● **EXCERPT TO READ**:

#####

UNITED STATES DISTRICT COURT FOR THE SOUTHERN DISTRICT OF NEW YORK
April 12, 1978
MICHAEL X. HURLEY, Plaintiff,
BENJAMIN J. WARD, Commissioner of the Department of Correctional Services, and JOSEPH KEENAN, Director of Special Housing Units (Punitive Segregation), Individually and in their official capacities, Defendants
The opinion of the court was delivered by: CARTER
The Issue and Facts
This is a motion for preliminary injunction brought by plaintiff Michael X. Hurley, an inmate in the New York State Correction System. The action is brought pursuant to 42 U.S.C. § 1983. Plaintiff seeks to enjoin state correctional officers from routinely subjecting him to a strip-frisk search in the absence of probable cause to believe that he has concealed contraband in his body. The strip-frisk search requires an inmate, after taking off all his clothes in the presence of the officers, to lift his testicles and bend over and spread his buttocks to show his anus to the officers; to open his mouth and stick out his tongue; and to hold up his feet while the inmate's back is turned to the officer. Plaintiff seeks, moreover, to enjoin the correctional officers from subjecting him to the kind of objectionable search indicated even where probable cause exists since there are alternative and less demeaning methods available for detecting contraband and because of past abuses inflicted upon plaintiff.
The matter was heard on December 6, 7, and 8, 1977, and January 12, and 13, 1978. Plaintiff testified and described his own experiences. Two other inmates who had witnessed plaintiff being strip searched on several occasions also related what they had seen. Video tape recordings of the strip search procedures involving plaintiff being forceably strip searched at Great Meadows Correctional Facility on October 12 and October 26, 1977, were shown. Harvey Alter, the present Director of the City of New York Board of Correctional Institutional Compliance & Development Unit, testified as an expert witness on plaintiff's behalf. Finally, the state offered the testimony of two correctional officers assigned to its Arthur Kill Correctional Facility, Staten Island, New York.
The strip-frisk search at issue here is defined in Title 7, New York Code, Rules & Regulations, Section 1020.5(b) as follows:
"A strip frisk means a search of an inmate's person and his clothes after the inmate has removed all his clothing. The search includes a thorough inspection of the clothing and a close visual inspection of the inmate's person, including body cavities. If there is reasonable cause to believe contraband has been concealed in a body cavity, the inmates shall be immediately examined and/or x-rayed by a facility health staff member."
Sections 1020.25(b) and (c), then provide that an inmate in special housing is to be strip frisked upon leaving the special housing unit if he is to leave the facility for any reason, and is always to be strip frisked upon his return to the unit.
Department of Correctional Services Directive 4910 (P-1) justifies this practice as sound correctional policy. That directive provides in pertinent part that:
"1. Searching an inmate's person is a sound correctional practice and a necessary element of contraband control. The employee conducting this type of search must assure its thoroughness and not offend the dignity of the inmate being searched.

#####

Recorded data:

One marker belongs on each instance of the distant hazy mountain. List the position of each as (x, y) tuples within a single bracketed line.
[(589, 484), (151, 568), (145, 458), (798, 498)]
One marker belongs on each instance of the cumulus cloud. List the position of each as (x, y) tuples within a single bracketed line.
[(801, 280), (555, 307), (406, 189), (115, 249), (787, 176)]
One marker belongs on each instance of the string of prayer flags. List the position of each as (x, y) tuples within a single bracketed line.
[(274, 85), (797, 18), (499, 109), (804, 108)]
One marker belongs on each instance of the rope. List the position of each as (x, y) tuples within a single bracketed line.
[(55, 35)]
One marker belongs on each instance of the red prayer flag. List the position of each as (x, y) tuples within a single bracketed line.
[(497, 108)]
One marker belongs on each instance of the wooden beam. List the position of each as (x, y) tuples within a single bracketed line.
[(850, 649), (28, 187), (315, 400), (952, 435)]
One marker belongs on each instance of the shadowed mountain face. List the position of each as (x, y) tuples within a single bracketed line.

#####

● **WHAT THIS TASK INVOLVES**:
Rewrite the court opinion's passage starting with "The matter was" and going on through "Island, New York.", substituting "prisoners" for "inmates".

● **RESPONSE**:
The matter was heard on December 6, 7, and 8, 1977, and January 12, and 13, 1978. Plaintiff testified and described his own experiences. Two other prisoners who had witnessed plaintiff being strip searched on several occasions also related what they had seen. Video tape recordings of the strip search procedures involving plaintiff being forceably strip searched at Great Meadows Correctional Facility on October 12 and October 26, 1977, were shown. Harvey Alter, the present Director of the City of New York Board of Correctional Institutional Compliance & Development Unit, testified as an expert witness on plaintiff's behalf. Finally, the state offered the testimony of two correctional officers assigned to its Arthur Kill Correctional Facility, Staten Island, New York.